TASK DETAILS: Return each line of the records below that contains the word "puppy".

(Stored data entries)
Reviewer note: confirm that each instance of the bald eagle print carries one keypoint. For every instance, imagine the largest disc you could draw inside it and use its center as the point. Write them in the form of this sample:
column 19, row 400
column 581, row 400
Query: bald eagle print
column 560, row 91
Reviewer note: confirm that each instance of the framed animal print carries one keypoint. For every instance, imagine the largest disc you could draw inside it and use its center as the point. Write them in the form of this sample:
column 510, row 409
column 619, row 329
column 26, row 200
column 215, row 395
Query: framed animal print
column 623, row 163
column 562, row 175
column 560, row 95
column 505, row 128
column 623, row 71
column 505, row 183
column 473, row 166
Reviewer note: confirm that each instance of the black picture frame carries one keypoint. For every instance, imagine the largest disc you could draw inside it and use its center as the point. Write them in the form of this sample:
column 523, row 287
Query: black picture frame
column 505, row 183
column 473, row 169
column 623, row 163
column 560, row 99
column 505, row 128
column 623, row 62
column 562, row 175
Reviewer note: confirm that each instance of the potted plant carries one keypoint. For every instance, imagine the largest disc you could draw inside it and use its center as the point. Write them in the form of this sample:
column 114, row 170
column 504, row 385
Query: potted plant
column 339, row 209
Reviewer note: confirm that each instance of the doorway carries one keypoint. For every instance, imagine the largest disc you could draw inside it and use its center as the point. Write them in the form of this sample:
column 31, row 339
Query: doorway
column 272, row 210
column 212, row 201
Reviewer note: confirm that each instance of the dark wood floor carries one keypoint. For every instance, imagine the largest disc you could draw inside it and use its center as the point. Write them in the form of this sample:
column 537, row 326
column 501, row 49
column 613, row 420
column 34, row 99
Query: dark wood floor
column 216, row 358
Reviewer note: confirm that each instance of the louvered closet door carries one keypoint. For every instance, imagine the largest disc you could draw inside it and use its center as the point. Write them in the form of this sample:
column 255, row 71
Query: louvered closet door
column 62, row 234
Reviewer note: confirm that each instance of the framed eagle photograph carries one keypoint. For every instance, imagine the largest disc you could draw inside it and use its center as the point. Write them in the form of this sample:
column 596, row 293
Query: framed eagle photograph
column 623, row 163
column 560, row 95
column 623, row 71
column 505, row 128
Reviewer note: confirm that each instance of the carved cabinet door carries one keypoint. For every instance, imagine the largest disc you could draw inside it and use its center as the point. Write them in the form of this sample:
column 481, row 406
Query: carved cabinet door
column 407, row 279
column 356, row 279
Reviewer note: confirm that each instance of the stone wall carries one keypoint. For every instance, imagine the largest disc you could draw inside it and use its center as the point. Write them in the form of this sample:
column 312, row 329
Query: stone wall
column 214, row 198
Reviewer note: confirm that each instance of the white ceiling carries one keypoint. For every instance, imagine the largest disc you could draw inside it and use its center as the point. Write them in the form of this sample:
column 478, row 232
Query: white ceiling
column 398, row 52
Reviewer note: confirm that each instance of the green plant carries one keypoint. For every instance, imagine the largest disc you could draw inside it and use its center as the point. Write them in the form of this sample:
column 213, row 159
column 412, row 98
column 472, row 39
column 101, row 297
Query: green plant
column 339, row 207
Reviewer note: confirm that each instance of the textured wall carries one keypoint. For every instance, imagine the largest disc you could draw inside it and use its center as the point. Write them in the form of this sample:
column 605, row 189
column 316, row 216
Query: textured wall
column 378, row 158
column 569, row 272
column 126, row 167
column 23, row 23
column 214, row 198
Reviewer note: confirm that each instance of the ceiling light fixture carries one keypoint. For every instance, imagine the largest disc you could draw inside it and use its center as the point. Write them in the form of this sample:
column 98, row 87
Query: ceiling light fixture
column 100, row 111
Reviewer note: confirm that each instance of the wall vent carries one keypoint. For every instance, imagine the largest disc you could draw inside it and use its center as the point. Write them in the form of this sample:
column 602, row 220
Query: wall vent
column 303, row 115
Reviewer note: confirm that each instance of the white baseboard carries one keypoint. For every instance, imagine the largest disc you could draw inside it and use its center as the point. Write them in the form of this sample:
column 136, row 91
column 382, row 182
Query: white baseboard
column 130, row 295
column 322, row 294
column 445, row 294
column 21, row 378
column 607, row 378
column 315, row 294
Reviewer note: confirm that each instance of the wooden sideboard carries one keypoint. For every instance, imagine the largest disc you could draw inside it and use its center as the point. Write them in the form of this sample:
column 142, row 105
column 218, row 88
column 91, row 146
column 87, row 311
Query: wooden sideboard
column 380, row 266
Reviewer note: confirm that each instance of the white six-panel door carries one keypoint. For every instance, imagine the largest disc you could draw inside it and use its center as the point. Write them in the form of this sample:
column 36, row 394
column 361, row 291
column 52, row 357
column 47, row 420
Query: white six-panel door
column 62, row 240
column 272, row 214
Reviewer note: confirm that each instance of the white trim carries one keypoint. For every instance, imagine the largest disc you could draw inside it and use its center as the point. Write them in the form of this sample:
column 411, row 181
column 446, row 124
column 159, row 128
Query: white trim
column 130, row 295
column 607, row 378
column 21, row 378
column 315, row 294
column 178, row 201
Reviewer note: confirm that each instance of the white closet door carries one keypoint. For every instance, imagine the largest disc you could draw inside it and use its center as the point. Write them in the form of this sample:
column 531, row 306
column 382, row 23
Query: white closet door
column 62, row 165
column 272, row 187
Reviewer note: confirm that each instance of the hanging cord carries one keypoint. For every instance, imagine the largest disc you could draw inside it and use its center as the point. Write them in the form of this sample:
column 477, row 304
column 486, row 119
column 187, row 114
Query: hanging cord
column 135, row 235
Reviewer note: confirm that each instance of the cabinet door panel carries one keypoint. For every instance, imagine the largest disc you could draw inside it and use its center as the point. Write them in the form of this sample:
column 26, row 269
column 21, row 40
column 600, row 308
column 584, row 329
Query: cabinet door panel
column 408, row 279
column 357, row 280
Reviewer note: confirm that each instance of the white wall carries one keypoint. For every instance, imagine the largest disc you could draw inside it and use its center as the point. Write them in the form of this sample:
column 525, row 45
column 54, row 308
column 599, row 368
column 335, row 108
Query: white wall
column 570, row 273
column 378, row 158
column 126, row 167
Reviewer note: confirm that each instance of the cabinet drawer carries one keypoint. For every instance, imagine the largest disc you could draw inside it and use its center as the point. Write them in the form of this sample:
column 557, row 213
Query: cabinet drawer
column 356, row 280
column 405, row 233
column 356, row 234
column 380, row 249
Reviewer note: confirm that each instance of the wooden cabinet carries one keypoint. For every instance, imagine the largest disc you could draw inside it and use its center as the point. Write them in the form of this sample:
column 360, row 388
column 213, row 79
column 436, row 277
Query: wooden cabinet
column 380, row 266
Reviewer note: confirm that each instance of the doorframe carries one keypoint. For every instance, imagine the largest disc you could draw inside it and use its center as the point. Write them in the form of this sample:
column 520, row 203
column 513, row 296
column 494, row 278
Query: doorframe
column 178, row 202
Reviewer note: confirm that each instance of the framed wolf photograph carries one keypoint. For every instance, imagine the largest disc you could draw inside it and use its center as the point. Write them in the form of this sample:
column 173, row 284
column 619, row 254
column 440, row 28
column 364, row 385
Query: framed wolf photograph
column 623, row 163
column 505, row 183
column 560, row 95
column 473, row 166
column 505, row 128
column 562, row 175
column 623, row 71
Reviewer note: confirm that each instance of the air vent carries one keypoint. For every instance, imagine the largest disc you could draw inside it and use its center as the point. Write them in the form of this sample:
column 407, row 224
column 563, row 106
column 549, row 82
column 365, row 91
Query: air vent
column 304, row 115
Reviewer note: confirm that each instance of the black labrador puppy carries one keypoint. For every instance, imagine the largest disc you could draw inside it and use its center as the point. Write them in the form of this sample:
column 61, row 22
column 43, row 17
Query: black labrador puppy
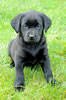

REPLY:
Reviewer note: confirm that each instance of the black labrador puppy carries one keypoint. For every instance, imagine the largest disc you could draw inside it and use its center as the point. Write them in the form of this sample:
Query: black labrador puppy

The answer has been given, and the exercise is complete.